The records below need copying. Match each line exactly.

Data records:
★ ★ ★ ★ ★
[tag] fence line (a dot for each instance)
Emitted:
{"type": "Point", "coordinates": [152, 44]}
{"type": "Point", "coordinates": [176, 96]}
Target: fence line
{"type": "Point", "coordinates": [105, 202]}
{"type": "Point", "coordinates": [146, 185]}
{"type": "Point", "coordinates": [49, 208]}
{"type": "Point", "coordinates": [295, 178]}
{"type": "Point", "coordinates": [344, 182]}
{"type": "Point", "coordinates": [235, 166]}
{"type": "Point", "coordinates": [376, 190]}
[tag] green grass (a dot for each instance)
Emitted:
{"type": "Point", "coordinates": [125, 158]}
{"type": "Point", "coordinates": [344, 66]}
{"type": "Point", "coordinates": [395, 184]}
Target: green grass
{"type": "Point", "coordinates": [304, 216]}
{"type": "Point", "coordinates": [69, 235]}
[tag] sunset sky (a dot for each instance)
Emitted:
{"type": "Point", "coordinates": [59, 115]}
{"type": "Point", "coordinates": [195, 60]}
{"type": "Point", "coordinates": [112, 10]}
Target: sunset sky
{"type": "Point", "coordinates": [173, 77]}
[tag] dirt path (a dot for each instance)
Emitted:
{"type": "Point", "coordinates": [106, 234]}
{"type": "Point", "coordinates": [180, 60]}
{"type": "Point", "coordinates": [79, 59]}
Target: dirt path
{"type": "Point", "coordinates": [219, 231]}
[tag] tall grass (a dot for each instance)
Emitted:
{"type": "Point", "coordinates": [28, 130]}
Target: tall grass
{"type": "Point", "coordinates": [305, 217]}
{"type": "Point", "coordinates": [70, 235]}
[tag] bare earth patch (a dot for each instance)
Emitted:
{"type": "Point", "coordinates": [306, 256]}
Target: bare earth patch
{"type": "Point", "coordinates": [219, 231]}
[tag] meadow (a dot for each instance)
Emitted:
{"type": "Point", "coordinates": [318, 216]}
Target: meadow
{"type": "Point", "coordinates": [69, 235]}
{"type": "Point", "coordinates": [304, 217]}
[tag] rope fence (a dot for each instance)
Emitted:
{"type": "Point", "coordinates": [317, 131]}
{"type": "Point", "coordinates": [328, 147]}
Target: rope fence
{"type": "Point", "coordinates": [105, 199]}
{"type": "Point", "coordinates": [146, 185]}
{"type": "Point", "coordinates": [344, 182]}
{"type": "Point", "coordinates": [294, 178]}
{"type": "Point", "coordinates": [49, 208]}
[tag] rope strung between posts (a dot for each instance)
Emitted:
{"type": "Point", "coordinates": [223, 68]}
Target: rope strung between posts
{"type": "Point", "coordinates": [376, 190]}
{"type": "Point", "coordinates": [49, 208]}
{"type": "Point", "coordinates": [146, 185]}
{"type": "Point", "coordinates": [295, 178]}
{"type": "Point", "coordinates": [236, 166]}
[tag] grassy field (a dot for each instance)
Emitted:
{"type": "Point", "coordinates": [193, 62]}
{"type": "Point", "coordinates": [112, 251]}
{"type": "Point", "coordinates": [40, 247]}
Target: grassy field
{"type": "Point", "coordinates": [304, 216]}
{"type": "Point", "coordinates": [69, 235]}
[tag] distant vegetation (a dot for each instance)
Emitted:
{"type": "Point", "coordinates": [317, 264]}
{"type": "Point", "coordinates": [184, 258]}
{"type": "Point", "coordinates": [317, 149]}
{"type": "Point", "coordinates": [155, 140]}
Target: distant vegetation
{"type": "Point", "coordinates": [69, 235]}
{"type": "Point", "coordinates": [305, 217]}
★ ★ ★ ★ ★
Solution:
[tag] fence line (a dot for each instance)
Emitted:
{"type": "Point", "coordinates": [152, 44]}
{"type": "Point", "coordinates": [176, 96]}
Target: fence line
{"type": "Point", "coordinates": [105, 202]}
{"type": "Point", "coordinates": [146, 185]}
{"type": "Point", "coordinates": [49, 208]}
{"type": "Point", "coordinates": [295, 178]}
{"type": "Point", "coordinates": [344, 182]}
{"type": "Point", "coordinates": [235, 166]}
{"type": "Point", "coordinates": [376, 190]}
[tag] green grass (a dot for each instance)
Emitted:
{"type": "Point", "coordinates": [125, 158]}
{"type": "Point", "coordinates": [344, 66]}
{"type": "Point", "coordinates": [395, 184]}
Target: green grass
{"type": "Point", "coordinates": [304, 216]}
{"type": "Point", "coordinates": [69, 235]}
[tag] sunset sky (a dot for each instance)
Emitted:
{"type": "Point", "coordinates": [59, 115]}
{"type": "Point", "coordinates": [195, 60]}
{"type": "Point", "coordinates": [112, 10]}
Target: sunset sky
{"type": "Point", "coordinates": [173, 77]}
[tag] dirt path (a dot for each instance)
Emitted:
{"type": "Point", "coordinates": [106, 234]}
{"type": "Point", "coordinates": [180, 60]}
{"type": "Point", "coordinates": [79, 59]}
Target: dirt path
{"type": "Point", "coordinates": [219, 231]}
[tag] tall grass (a dot for each instance)
Emitted:
{"type": "Point", "coordinates": [28, 130]}
Target: tall grass
{"type": "Point", "coordinates": [305, 217]}
{"type": "Point", "coordinates": [70, 235]}
[tag] bare earth patch (a dot for each instance)
Emitted:
{"type": "Point", "coordinates": [306, 256]}
Target: bare earth patch
{"type": "Point", "coordinates": [219, 231]}
[tag] meadow (a dot for each instance)
Emitted:
{"type": "Point", "coordinates": [318, 216]}
Target: meadow
{"type": "Point", "coordinates": [69, 235]}
{"type": "Point", "coordinates": [304, 217]}
[tag] rope fence (a dot for each instance)
Emitted:
{"type": "Point", "coordinates": [317, 131]}
{"type": "Point", "coordinates": [328, 147]}
Target: rope fence
{"type": "Point", "coordinates": [105, 199]}
{"type": "Point", "coordinates": [146, 185]}
{"type": "Point", "coordinates": [344, 182]}
{"type": "Point", "coordinates": [294, 178]}
{"type": "Point", "coordinates": [49, 208]}
[tag] rope strung between posts (a dot for each instance)
Emitted:
{"type": "Point", "coordinates": [223, 68]}
Target: rope strung between posts
{"type": "Point", "coordinates": [376, 190]}
{"type": "Point", "coordinates": [49, 208]}
{"type": "Point", "coordinates": [146, 185]}
{"type": "Point", "coordinates": [295, 178]}
{"type": "Point", "coordinates": [236, 166]}
[tag] grassy field (a dot for each instance)
Emitted:
{"type": "Point", "coordinates": [193, 62]}
{"type": "Point", "coordinates": [112, 251]}
{"type": "Point", "coordinates": [40, 247]}
Target: grassy field
{"type": "Point", "coordinates": [304, 216]}
{"type": "Point", "coordinates": [69, 235]}
[tag] distant vegetation (a dot for each instance)
Emitted:
{"type": "Point", "coordinates": [317, 264]}
{"type": "Point", "coordinates": [184, 258]}
{"type": "Point", "coordinates": [317, 149]}
{"type": "Point", "coordinates": [155, 140]}
Target: distant vegetation
{"type": "Point", "coordinates": [69, 235]}
{"type": "Point", "coordinates": [305, 217]}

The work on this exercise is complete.